This Eddie Bauer bag is the one I’ve settled on for this trip.

It does not look like much, but it has some really nice features. The bag can be carried with a shoulder strap or backpack straps, both padded. It has an interior sleeve for a laptop and a section that zips apart like an expandable suitcase.

This bag has to carry all my laptop, cables, camera, chargers, books, phone, toiletries, and extra change of clothes. I’ll also have an extra camera this trip I’ll be donating to the and since I don’t want to risk it disappearing from my luggage.

In addition to this carry-on bag, I’m bringing a sling-style bag which I’ll put in my checked luggage to carry as a day bag. I’ve also packed a 23” nylon duffle bag which can be used as extra checked luggage should the need arise.

Tech stuff:

Laptop: I recently bought a used laptop for travel. It’s a Toshiba Portege R100. It weighs 2.2 lbs, has a 40G hard drive, 12 inch screen and built in wifi. It’s lacking a cd/dvd player, but that’s what you sacrifice for the light weight. I have magazines which weigh more.

### Given entries
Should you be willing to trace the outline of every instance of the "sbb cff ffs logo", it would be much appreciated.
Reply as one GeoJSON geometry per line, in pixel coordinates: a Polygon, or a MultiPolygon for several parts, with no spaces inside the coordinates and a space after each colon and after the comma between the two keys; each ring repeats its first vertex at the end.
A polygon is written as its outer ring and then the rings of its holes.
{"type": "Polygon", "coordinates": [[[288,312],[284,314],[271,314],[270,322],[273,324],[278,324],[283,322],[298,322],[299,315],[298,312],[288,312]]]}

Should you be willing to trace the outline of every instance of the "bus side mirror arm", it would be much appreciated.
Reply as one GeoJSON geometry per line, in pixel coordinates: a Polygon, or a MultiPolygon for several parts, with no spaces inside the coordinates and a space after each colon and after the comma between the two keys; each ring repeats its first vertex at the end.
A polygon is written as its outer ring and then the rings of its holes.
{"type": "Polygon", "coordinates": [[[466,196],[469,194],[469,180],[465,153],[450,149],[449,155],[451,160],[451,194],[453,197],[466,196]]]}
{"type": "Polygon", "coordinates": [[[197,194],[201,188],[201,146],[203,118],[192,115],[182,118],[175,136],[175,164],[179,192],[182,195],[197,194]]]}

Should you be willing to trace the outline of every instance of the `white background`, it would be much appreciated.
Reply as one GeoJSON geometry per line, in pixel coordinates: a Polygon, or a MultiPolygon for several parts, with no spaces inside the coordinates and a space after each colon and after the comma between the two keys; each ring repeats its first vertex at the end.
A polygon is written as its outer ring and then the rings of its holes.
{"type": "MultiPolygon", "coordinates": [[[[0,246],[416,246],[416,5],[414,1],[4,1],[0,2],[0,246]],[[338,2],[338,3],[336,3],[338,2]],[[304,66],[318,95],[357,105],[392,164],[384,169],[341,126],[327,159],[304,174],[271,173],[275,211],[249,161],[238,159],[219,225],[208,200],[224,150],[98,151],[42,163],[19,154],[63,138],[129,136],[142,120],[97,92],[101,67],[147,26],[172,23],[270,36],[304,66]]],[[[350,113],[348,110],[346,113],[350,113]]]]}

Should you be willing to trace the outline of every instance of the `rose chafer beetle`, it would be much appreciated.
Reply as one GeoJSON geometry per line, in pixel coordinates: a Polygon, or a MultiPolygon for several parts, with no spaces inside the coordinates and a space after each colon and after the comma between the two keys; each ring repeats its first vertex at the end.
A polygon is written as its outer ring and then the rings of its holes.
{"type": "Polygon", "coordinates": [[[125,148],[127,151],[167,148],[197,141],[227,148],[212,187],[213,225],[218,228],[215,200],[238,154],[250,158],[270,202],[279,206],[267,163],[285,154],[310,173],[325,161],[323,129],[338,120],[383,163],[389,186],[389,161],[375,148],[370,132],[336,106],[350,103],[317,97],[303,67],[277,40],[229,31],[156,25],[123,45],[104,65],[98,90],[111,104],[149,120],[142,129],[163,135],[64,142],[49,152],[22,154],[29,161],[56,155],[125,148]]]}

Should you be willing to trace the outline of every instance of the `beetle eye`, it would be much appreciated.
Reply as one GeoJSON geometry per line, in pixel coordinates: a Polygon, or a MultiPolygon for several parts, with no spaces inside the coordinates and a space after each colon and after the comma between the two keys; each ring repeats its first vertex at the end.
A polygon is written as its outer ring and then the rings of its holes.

### What you have to do
Say whether each statement agrees with the travel-bag text above, answering yes or no and quoting the deciding words. (a) The bag's shoulder strap and backpack straps are both padded. (b) The sling-style bag will be packed in the checked luggage. (c) The laptop has a built-in CD/DVD player.

### Finished exercise
(a) Yes: "The bag can be carried with a shoulder strap or backpack straps, both padded."
(b) Yes: "a sling-style bag which I’ll put in my checked luggage to carry as a day bag."
(c) No: "It’s lacking a cd/dvd player"